(Task inputs)

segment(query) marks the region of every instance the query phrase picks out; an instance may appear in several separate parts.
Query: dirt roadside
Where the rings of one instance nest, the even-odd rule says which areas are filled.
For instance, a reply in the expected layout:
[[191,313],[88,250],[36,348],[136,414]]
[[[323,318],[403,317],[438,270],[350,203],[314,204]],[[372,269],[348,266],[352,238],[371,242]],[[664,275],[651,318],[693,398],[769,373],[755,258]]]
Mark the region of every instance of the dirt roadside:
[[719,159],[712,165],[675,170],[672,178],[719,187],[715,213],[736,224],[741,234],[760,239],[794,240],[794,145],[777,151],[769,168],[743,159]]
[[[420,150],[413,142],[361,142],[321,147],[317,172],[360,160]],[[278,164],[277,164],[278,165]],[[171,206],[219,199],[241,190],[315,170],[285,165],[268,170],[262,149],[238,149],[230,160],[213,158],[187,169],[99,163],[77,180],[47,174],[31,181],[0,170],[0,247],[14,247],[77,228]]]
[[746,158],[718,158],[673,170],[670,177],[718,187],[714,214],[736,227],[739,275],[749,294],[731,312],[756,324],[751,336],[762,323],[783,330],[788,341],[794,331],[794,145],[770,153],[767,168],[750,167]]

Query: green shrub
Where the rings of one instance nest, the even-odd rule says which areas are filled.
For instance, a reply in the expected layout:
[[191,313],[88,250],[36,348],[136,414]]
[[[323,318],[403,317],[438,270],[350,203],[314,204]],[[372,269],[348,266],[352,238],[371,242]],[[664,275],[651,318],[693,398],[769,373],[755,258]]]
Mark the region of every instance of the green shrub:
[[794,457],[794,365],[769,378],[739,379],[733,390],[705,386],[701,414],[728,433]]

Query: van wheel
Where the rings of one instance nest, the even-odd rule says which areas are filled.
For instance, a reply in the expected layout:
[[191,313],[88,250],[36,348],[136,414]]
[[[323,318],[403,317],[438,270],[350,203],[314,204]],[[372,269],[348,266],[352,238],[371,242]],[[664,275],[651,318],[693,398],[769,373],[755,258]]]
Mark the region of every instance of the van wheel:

(End Task inputs)

#### Problem to work on:
Transcribe, exactly as written, all lines of the entries above from the first to the one containing "Query: green shrub", and no more.

#### Written solution:
segment(query) marks the region of every instance the query phrase picks out; an instance may appear in several separate parts.
Query: dirt roadside
Where the rings of one instance nest, the even-odd rule says which areas are filled.
For instance, a reply in the expected layout:
[[191,313],[88,250],[36,348],[136,414]]
[[[323,318],[403,317],[438,270],[350,203],[314,204]],[[372,269],[348,266],[352,238],[371,242]],[[664,275],[651,318],[693,398],[769,373],[755,258]]]
Mark the region of every instance of the dirt roadside:
[[719,159],[712,165],[675,170],[672,178],[719,187],[715,213],[736,224],[741,234],[760,239],[794,240],[794,145],[777,151],[769,168],[743,159]]
[[[420,150],[413,142],[361,142],[321,147],[317,172],[360,160]],[[278,164],[277,164],[278,165]],[[171,206],[219,199],[241,190],[315,170],[285,165],[268,170],[262,149],[238,149],[230,160],[213,158],[187,169],[99,163],[77,180],[47,174],[31,181],[0,170],[0,247],[14,247],[77,228]]]
[[746,158],[718,158],[673,170],[670,177],[718,187],[714,214],[736,227],[739,275],[749,294],[731,312],[756,324],[751,336],[762,323],[783,330],[788,341],[794,331],[794,145],[770,153],[767,168],[750,167]]

Query: green shrub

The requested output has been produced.